THE DATA below:

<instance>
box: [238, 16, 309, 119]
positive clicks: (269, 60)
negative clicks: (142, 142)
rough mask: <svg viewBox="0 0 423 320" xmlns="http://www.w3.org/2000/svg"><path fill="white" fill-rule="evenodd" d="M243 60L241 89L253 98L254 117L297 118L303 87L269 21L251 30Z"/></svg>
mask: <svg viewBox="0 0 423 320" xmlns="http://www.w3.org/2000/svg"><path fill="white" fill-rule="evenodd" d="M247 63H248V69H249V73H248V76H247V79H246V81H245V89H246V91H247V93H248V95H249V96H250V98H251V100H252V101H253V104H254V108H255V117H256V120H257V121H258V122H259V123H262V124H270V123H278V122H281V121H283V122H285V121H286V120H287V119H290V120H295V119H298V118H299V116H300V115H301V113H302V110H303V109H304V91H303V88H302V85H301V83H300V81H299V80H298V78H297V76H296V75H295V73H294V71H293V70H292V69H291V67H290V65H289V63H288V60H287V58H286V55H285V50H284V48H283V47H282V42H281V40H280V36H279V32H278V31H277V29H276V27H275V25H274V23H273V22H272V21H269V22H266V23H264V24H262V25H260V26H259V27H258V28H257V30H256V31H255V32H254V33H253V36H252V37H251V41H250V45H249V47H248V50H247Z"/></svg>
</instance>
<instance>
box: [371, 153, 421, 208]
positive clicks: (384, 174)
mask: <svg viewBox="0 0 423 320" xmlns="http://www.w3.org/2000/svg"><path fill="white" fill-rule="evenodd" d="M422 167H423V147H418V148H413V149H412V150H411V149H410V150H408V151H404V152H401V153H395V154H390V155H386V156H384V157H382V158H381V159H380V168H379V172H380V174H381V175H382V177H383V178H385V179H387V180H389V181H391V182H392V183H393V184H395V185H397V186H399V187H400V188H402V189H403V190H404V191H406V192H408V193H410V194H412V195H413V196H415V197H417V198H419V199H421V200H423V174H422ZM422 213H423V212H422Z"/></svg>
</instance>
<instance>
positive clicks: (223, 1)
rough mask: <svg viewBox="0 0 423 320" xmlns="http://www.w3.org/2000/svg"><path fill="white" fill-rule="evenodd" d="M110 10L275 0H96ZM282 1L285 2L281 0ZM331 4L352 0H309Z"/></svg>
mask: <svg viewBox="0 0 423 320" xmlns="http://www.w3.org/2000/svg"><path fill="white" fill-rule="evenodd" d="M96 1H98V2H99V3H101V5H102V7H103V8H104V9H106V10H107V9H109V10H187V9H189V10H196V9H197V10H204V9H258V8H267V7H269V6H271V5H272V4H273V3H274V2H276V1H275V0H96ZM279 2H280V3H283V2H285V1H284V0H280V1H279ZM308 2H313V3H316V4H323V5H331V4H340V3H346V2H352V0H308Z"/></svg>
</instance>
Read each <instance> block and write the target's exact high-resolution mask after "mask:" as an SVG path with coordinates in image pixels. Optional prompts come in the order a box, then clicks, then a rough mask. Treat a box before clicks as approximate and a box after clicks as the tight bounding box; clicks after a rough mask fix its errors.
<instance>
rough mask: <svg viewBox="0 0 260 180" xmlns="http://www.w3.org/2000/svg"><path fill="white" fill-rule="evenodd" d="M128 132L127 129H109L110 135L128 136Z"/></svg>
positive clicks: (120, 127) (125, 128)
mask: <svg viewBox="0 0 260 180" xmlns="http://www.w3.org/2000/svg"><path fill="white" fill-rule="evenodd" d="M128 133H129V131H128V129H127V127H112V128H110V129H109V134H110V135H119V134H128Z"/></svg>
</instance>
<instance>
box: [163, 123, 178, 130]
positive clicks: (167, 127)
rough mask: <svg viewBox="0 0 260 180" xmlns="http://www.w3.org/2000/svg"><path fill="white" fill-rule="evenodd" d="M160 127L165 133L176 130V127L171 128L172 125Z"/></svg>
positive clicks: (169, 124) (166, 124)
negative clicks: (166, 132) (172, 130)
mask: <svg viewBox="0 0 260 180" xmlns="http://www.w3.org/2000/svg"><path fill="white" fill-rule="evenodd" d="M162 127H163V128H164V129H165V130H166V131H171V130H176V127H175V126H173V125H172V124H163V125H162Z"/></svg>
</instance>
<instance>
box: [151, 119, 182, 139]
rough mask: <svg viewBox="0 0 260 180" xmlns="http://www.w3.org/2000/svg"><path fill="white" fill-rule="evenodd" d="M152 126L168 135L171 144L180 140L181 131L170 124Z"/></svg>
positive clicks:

End of THE DATA.

Which lines belong in the answer? Exactly those from the first line of the entries through the line holding "box: [371, 153, 421, 208]", inclusive, copied unchanged.

<instance>
box: [238, 16, 309, 119]
positive clicks: (269, 60)
negative clicks: (142, 142)
rough mask: <svg viewBox="0 0 423 320" xmlns="http://www.w3.org/2000/svg"><path fill="white" fill-rule="evenodd" d="M243 60L241 89L253 98L254 117L297 118L303 87L269 21L251 30Z"/></svg>
mask: <svg viewBox="0 0 423 320" xmlns="http://www.w3.org/2000/svg"><path fill="white" fill-rule="evenodd" d="M247 63H248V69H249V73H248V76H247V79H246V81H245V89H246V91H247V93H248V95H249V96H250V98H251V100H252V101H253V104H254V108H255V117H256V120H257V121H258V122H259V123H262V124H270V123H278V122H281V121H283V122H285V121H286V120H287V119H290V120H295V119H298V118H299V116H300V115H301V113H302V110H303V109H304V91H303V88H302V85H301V83H300V81H299V80H298V78H297V76H296V75H295V73H294V71H293V70H292V69H291V67H290V65H289V63H288V60H287V58H286V55H285V50H284V48H283V47H282V42H281V40H280V36H279V32H278V31H277V29H276V27H275V25H274V23H273V22H272V21H269V22H266V23H264V24H262V25H260V26H259V27H258V28H257V30H256V31H255V32H254V33H253V36H252V37H251V41H250V45H249V47H248V50H247Z"/></svg>
</instance>
<instance>
box: [371, 153, 421, 208]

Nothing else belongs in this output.